## Passage fourni:
Compte tenu de l'heure tardive, je ferai plus que respecter mon temps de parole !
Madame la présidente, madame la secrétaire d'État, mes chers collègues, la question des organismes génétiquement modifiés est prioritaire. Tout d'abord, en effet, il s'agit de la transposition d'une directive européenne, dont tous les orateurs ont souligné le caractère très tardif. En outre, ce texte fait suite aux conclusions du Grenelle de l'Environnement, qui comportent la mise en place d'un cadre rigoureux et transparent pour les OGM et les biotechnologies.
Les OGM suscitent une méfiance légitime tant sont complexes la compréhension des mécanismes en jeu et l'évaluation des dangers encourus. Les risques potentiels concernent à la fois la biosphère et la santé des consommateurs.

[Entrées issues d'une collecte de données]
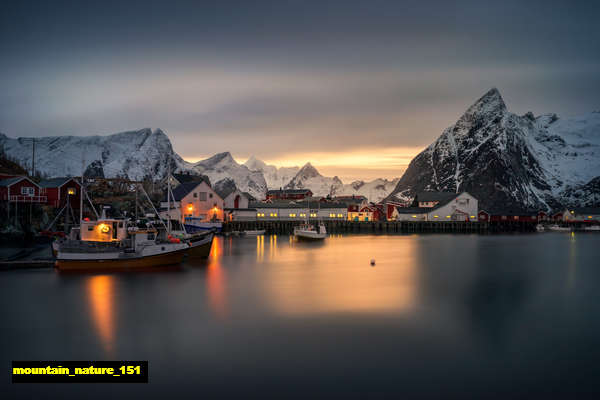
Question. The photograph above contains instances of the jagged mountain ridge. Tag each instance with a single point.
(134, 154)
(507, 160)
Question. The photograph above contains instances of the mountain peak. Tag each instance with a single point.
(308, 170)
(490, 102)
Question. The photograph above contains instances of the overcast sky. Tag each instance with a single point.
(357, 88)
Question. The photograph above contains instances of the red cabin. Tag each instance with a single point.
(20, 189)
(58, 190)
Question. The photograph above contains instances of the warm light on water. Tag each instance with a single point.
(268, 314)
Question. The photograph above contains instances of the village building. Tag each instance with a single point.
(579, 214)
(196, 200)
(289, 194)
(20, 189)
(60, 190)
(291, 211)
(439, 206)
(511, 214)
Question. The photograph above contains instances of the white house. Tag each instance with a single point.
(439, 206)
(291, 211)
(194, 199)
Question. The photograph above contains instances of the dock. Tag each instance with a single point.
(287, 227)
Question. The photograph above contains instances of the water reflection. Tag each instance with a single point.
(215, 280)
(100, 291)
(307, 280)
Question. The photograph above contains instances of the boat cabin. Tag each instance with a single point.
(104, 230)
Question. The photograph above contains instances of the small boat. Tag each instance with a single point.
(540, 228)
(194, 225)
(593, 228)
(200, 244)
(256, 232)
(558, 228)
(308, 231)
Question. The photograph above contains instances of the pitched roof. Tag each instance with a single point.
(186, 178)
(55, 182)
(587, 210)
(288, 191)
(183, 190)
(11, 181)
(442, 197)
(300, 204)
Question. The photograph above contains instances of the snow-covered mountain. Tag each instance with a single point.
(222, 165)
(276, 177)
(309, 178)
(507, 160)
(375, 191)
(134, 154)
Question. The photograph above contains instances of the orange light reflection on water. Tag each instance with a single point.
(336, 276)
(100, 294)
(215, 280)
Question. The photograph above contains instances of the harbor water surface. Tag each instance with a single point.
(436, 316)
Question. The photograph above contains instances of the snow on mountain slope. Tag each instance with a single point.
(309, 178)
(134, 154)
(375, 190)
(276, 177)
(222, 165)
(507, 160)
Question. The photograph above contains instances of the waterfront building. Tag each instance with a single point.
(439, 206)
(195, 199)
(289, 194)
(59, 190)
(20, 189)
(280, 210)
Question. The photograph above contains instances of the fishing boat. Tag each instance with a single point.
(558, 228)
(196, 224)
(256, 232)
(308, 231)
(127, 248)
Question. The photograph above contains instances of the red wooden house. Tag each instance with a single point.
(58, 190)
(20, 189)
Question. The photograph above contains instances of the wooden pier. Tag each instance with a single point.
(287, 227)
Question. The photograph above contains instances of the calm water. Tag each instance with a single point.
(438, 316)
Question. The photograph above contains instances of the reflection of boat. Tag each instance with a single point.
(310, 232)
(195, 224)
(141, 248)
(256, 232)
(559, 228)
(540, 228)
(200, 244)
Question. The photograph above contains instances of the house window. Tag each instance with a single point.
(27, 191)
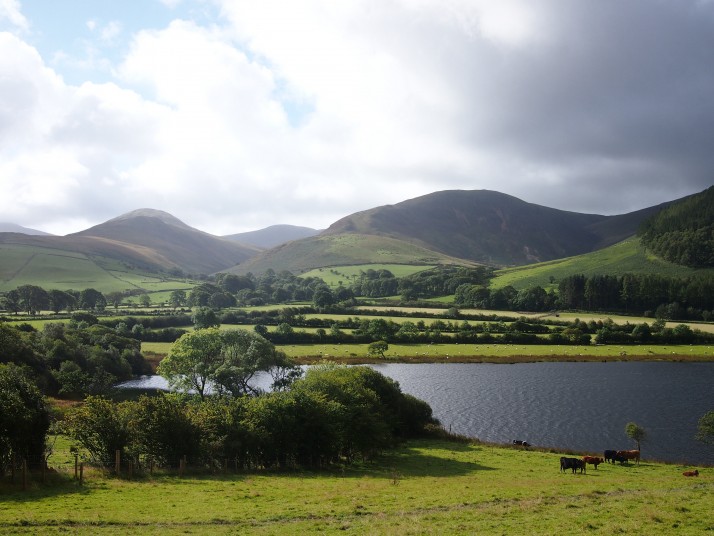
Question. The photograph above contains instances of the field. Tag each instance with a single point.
(627, 256)
(422, 487)
(347, 274)
(56, 269)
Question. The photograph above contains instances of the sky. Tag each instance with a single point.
(234, 115)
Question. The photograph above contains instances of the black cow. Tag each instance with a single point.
(572, 463)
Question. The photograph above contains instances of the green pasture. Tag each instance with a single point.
(56, 269)
(422, 487)
(480, 352)
(628, 256)
(346, 275)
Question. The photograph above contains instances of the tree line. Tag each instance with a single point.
(74, 359)
(683, 233)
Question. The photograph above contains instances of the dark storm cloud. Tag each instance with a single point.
(614, 97)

## Problème à résoudre:
Répondez à ces questions d'après le passage fourni, une réponse par ligne :
1. Quelle est la première raison donnée pour considérer la question des OGM comme prioritaire ?
2. Aux conclusions de quelle démarche ce texte fait-il suite ?
3. Quels sont les deux domaines que concernent les risques potentiels des OGM ?
Les entrées n'ont aucun rapport avec le passage fourni.

## Résultat de l'exercice:
1. Il s'agit de la transposition d'une directive européenne.
2. Le Grenelle de l'Environnement.
3. La biosphère et la santé des consommateurs.